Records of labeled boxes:
----

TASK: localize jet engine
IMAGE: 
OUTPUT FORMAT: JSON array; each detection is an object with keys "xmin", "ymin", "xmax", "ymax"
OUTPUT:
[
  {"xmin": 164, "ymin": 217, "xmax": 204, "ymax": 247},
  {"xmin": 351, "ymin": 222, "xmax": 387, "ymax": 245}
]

----

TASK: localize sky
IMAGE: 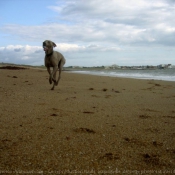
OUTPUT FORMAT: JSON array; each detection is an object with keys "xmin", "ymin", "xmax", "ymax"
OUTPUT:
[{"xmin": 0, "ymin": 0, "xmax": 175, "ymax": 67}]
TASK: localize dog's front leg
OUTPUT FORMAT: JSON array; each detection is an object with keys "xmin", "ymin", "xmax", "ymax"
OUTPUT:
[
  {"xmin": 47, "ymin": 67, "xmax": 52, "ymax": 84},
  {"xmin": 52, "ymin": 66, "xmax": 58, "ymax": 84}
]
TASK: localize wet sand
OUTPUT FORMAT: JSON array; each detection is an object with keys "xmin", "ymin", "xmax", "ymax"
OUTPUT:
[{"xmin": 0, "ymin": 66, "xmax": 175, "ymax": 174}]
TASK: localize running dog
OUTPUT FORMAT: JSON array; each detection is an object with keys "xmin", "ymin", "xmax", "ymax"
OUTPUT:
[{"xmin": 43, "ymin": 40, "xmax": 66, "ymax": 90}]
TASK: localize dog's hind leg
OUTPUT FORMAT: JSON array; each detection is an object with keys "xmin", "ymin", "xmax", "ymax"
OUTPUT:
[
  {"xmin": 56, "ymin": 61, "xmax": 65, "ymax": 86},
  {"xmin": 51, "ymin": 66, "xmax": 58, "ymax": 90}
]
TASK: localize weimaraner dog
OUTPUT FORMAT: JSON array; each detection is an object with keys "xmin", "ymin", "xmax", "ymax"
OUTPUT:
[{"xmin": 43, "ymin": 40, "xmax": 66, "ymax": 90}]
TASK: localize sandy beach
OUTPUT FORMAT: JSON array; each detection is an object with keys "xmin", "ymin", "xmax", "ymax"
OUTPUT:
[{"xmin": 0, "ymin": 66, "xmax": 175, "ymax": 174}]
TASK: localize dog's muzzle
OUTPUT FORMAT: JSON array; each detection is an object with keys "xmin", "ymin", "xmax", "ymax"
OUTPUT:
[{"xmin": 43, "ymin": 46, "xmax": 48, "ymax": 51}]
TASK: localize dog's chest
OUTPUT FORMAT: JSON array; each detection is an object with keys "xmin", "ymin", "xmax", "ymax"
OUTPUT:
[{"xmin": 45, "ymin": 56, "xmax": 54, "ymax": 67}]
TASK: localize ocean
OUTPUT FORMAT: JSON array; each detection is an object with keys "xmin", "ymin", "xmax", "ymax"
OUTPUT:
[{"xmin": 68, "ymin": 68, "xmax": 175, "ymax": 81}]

----

## [Aim]
Please extract every line of the records above that contains the word "localize". Match case exactly.

## [Final result]
TASK: localize jet engine
TASK: localize sky
TASK: localize dog's front leg
TASK: localize wet sand
TASK: localize running dog
TASK: localize dog's hind leg
TASK: localize weimaraner dog
TASK: localize sandy beach
TASK: localize dog's muzzle
TASK: localize dog's chest
TASK: localize ocean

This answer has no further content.